> [Exercise instructions]:
Copy each of the entries below word for word, and leave the pictures out of your copy.

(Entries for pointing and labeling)
□ □ □ □
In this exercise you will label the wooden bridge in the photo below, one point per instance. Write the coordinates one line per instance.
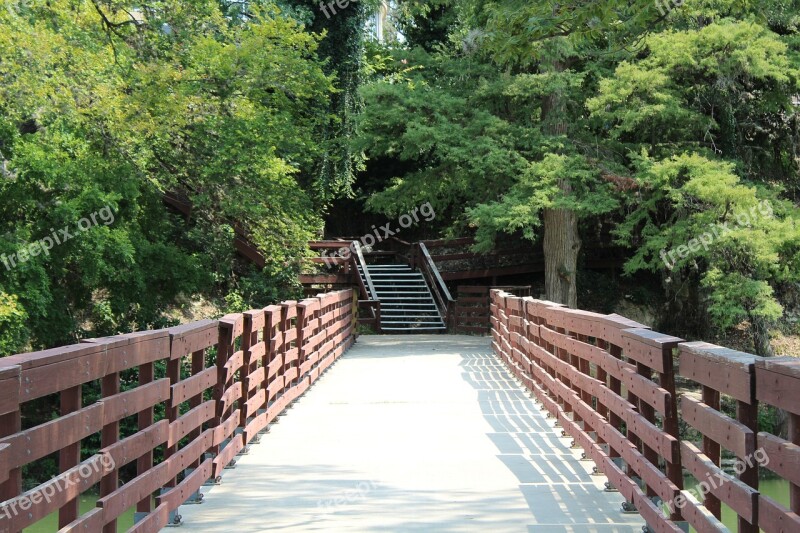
(549, 424)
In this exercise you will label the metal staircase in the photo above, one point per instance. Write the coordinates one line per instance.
(406, 301)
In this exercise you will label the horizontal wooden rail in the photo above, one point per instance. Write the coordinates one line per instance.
(220, 383)
(610, 383)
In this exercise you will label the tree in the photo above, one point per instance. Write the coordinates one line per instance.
(706, 119)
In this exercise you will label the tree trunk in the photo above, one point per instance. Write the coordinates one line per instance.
(561, 246)
(760, 331)
(561, 240)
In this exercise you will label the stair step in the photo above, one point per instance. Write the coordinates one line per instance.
(392, 274)
(428, 297)
(421, 322)
(415, 328)
(406, 305)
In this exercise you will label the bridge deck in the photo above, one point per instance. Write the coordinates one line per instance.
(412, 433)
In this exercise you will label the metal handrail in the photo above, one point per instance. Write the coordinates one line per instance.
(444, 300)
(373, 294)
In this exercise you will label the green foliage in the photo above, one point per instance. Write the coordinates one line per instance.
(108, 105)
(538, 188)
(13, 329)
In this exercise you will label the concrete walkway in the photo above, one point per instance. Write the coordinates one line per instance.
(412, 433)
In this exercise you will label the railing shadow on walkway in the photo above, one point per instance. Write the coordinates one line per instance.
(610, 383)
(561, 493)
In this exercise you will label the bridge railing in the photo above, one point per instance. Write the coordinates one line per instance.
(218, 383)
(610, 383)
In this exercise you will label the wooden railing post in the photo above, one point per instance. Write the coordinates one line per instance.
(10, 423)
(145, 419)
(109, 386)
(69, 456)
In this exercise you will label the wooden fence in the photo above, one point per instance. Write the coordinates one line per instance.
(219, 382)
(472, 307)
(610, 384)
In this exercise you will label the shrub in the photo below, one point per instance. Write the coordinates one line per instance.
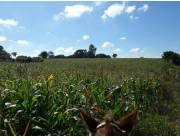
□ □ □ □
> [Answer for this exercise]:
In this exercise you will label the wooden bridge in the photo below, one point per instance. Write the coordinates one line per instance.
(549, 424)
In this exercise you will label the metal staircase in the photo above, one point per instance. Write the coordinates one line per instance.
(406, 301)
In this exercise you will label the horizontal wooden rail in the photo above, one point per instance. Write the coordinates one line per instance.
(220, 383)
(610, 383)
In this exercise you will label the tree in the photo above, one point per instance. Write the coordinates one line per instance.
(706, 119)
In this exercise you will label the tree trunk in the photo above, one point per instance. Write the coordinates one line per instance.
(561, 246)
(760, 331)
(561, 240)
In this exercise you will label the stair step in the photo above, one point per instance. Write the coordinates one line per instance.
(392, 274)
(428, 297)
(421, 322)
(415, 328)
(406, 305)
In this exercise you will label the bridge deck in the photo above, one point per instance. Write the coordinates one line per instance.
(412, 433)
In this exercise you will label the metal handrail in the photo above, one point per instance. Write the coordinates one line per instance.
(444, 300)
(373, 294)
In this exercise you will label the green foliage in the photo above, one point per instance. Write the coordinates one line per instance.
(108, 105)
(538, 188)
(13, 329)
In this exercise you will label the concrete walkway in the photo above, one point per instance. Write the coordinates one line per instance.
(412, 433)
In this exercise you will label the railing shadow on walkway in the photo above, one point per instance. Write the coordinates one line per instance.
(610, 383)
(561, 493)
In this exercise you will label the bridge railing in the photo above, one point per instance. Write the coordinates one line per instance.
(218, 383)
(610, 383)
In this exercise you will label the wooden railing post in the photo above, one point per instance. Write the coordinates one line per instance.
(10, 423)
(145, 419)
(109, 386)
(69, 456)
In this exercise you will label the wooden fence in the photo above, one point per instance. Write the coordinates one line per instance.
(219, 382)
(472, 307)
(610, 384)
In this exercise you will label the shrub in the photo below, one point per instance. Write the coordinates one line per instance.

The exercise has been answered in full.